*Goal of the exercise:* Write the records out again, keeping each line exactly as it is.

*Dataset content:*
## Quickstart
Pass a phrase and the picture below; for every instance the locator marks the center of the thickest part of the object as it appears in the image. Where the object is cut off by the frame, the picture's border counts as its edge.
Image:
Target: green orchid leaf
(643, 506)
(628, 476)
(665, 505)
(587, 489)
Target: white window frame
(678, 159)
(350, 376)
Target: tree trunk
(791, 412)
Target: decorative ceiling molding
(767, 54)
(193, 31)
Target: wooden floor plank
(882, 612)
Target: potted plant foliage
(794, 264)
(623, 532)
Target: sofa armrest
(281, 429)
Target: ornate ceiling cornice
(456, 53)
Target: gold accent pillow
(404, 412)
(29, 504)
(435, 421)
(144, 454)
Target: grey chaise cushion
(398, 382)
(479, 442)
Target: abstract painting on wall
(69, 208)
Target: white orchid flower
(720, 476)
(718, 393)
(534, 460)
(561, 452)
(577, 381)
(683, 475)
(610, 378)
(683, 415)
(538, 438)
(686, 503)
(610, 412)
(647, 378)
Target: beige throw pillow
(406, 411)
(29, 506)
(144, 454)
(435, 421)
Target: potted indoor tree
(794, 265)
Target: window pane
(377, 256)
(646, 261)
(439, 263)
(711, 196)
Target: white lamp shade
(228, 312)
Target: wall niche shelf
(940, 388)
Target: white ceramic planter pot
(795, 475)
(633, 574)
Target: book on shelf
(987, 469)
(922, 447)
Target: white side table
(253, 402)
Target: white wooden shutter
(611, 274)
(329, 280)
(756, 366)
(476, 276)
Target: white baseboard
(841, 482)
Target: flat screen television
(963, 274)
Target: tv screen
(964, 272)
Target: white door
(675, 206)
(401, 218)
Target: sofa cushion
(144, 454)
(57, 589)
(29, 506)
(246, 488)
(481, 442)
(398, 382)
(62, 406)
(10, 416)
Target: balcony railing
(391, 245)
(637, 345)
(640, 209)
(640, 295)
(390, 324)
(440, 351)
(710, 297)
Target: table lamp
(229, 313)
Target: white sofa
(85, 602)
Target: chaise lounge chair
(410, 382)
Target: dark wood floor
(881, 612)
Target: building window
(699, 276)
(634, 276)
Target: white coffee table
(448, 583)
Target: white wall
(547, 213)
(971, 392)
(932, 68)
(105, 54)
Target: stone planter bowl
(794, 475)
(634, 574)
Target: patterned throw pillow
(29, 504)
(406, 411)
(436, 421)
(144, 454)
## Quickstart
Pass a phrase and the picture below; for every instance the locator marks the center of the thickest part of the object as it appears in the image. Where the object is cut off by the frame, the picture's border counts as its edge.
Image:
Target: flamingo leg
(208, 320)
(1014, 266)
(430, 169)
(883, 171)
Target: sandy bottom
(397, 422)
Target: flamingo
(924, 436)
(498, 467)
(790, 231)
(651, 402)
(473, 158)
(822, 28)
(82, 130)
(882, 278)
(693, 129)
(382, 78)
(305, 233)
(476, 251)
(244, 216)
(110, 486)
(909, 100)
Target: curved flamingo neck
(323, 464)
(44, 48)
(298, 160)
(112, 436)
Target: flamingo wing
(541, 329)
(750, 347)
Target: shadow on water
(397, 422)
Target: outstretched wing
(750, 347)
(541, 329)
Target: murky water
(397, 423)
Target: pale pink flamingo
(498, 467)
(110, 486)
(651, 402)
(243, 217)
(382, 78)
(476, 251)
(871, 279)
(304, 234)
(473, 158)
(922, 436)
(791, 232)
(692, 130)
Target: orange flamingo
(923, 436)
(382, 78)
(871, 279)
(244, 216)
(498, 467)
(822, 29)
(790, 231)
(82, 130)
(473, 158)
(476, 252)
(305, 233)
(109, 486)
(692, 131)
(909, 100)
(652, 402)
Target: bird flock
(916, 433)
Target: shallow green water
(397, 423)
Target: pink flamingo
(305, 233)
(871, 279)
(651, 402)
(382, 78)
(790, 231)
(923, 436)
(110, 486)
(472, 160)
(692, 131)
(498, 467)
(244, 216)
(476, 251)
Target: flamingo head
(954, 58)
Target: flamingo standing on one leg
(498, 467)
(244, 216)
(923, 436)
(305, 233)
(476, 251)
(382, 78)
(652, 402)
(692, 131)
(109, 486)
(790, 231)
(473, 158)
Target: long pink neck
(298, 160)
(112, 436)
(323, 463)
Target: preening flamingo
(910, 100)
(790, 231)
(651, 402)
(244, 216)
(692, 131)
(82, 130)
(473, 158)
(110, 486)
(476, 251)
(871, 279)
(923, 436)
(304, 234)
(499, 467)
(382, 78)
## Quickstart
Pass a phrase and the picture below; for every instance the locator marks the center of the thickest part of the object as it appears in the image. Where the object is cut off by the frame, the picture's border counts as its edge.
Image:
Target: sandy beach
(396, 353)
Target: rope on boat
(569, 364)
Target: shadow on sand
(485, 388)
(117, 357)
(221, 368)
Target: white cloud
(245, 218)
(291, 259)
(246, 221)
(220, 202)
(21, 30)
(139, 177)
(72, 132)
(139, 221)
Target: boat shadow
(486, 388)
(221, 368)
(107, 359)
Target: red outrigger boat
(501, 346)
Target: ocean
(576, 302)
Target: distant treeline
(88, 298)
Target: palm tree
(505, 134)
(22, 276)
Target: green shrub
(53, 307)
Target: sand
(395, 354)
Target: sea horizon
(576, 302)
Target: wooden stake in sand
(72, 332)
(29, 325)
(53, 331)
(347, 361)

*Result:*
## Quickstart
Pass a phrase and the picture below; for every instance the locator marks the center of the thickest part of the object as it appears in the image. Where the object is cut off by the frame, the picture's border counts as its edge.
Image:
Target: green orchid leaf
(643, 506)
(628, 476)
(665, 505)
(587, 489)
Target: white window frame
(678, 159)
(350, 376)
Target: tree trunk
(791, 412)
Target: decorative ceiling molding
(767, 54)
(193, 31)
Target: wooden floor plank
(882, 612)
Target: potted plant foliage
(794, 264)
(623, 532)
Target: sofa armrest
(281, 429)
Target: ornate ceiling cornice
(456, 53)
Target: gold accent pillow
(404, 412)
(29, 504)
(435, 421)
(144, 454)
Target: grey chaise cushion
(398, 382)
(479, 442)
Target: abstract painting on wall
(69, 208)
Target: white orchid flower
(720, 476)
(718, 393)
(534, 460)
(561, 452)
(577, 381)
(683, 475)
(610, 378)
(683, 415)
(538, 438)
(686, 503)
(610, 412)
(647, 378)
Target: beige throw pillow
(406, 411)
(29, 506)
(144, 454)
(435, 421)
Target: potted indoor tree
(794, 265)
Target: window pane
(377, 256)
(646, 261)
(439, 263)
(711, 196)
Target: white lamp shade
(228, 312)
Target: wall niche shelf
(940, 388)
Target: white ceramic planter pot
(795, 475)
(633, 574)
Target: book on shelf
(987, 469)
(922, 447)
Target: white side table
(253, 402)
Target: white wooden shutter
(611, 274)
(329, 280)
(756, 366)
(476, 276)
Target: white baseboard
(841, 482)
Target: flat screen television
(963, 274)
Target: tv screen
(964, 272)
Target: white door
(675, 206)
(401, 218)
Target: sofa cushion
(144, 454)
(57, 589)
(29, 506)
(246, 488)
(481, 442)
(398, 382)
(62, 406)
(10, 416)
Target: balcony railing
(391, 245)
(637, 345)
(640, 209)
(640, 295)
(390, 324)
(440, 351)
(710, 297)
Target: table lamp
(229, 313)
Target: white sofa
(85, 602)
Target: chaise lounge chair
(410, 382)
Target: dark wood floor
(881, 612)
Target: building window
(699, 276)
(634, 276)
Target: white coffee table
(448, 583)
Target: white wall
(547, 213)
(971, 392)
(932, 68)
(105, 54)
Target: stone planter bowl
(794, 475)
(634, 574)
Target: patterned throw pillow
(29, 504)
(406, 411)
(436, 421)
(144, 454)
## Quickstart
Pass a phrase and the picture below; for every instance the locator marks the center of the thickest part of the object as it appears in the image. Where the object is cut off by the frame, the picture's border counts as its edge.
Image:
Target: flamingo leg
(208, 320)
(1014, 266)
(430, 169)
(883, 171)
Target: sandy bottom
(397, 422)
Target: flamingo
(924, 436)
(498, 467)
(790, 231)
(651, 402)
(473, 158)
(822, 28)
(82, 130)
(882, 278)
(693, 129)
(382, 78)
(305, 233)
(476, 251)
(244, 216)
(110, 486)
(909, 100)
Target: curved flamingo neck
(323, 464)
(44, 48)
(298, 160)
(112, 436)
Target: flamingo wing
(541, 329)
(750, 347)
Target: shadow on water
(397, 422)
Target: outstretched wing
(750, 347)
(541, 329)
Target: murky water
(397, 423)
Target: pale pink flamingo
(498, 467)
(110, 486)
(651, 402)
(243, 217)
(382, 78)
(476, 251)
(871, 279)
(304, 234)
(473, 158)
(922, 436)
(791, 232)
(692, 130)
Target: orange flamingo
(923, 436)
(382, 78)
(871, 279)
(244, 216)
(498, 467)
(822, 29)
(790, 231)
(82, 130)
(473, 158)
(476, 252)
(305, 233)
(109, 486)
(692, 131)
(909, 100)
(652, 402)
Target: bird flock
(916, 433)
Target: shallow green water
(397, 423)
Target: pink flamingo
(305, 233)
(871, 279)
(651, 402)
(382, 78)
(790, 231)
(923, 436)
(110, 486)
(472, 160)
(692, 131)
(498, 467)
(244, 216)
(476, 251)
Target: flamingo head
(954, 58)
Target: flamingo standing on one leg
(498, 467)
(244, 216)
(923, 436)
(305, 233)
(476, 251)
(382, 78)
(652, 402)
(692, 131)
(109, 486)
(790, 231)
(473, 158)
Target: long pink neck
(298, 160)
(112, 436)
(323, 463)
Target: preening flamingo
(910, 100)
(790, 231)
(651, 402)
(244, 216)
(692, 131)
(82, 130)
(473, 158)
(110, 486)
(476, 251)
(871, 279)
(923, 436)
(304, 234)
(499, 467)
(382, 78)
## Quickstart
Pass a phrase and the picture below; for every instance the locator marks the center of the thickest part of the object as it appears in the image. Where the object is cut off by the frame, the picture's border counts as its edge.
Image:
Target: sandy beach
(396, 353)
Target: rope on boat
(569, 364)
Target: shadow on sand
(485, 388)
(117, 357)
(221, 368)
Target: white cloud
(245, 218)
(291, 259)
(246, 221)
(220, 202)
(21, 30)
(139, 177)
(72, 132)
(139, 221)
Target: boat shadow
(486, 388)
(221, 368)
(107, 359)
Target: red outrigger boat
(501, 346)
Target: ocean
(576, 302)
Target: distant treeline
(88, 298)
Target: palm tree
(505, 134)
(22, 276)
Target: green shrub
(53, 307)
Target: sand
(395, 354)
Target: sea horizon
(576, 302)
Target: wooden stake in sand
(72, 332)
(29, 325)
(53, 331)
(347, 361)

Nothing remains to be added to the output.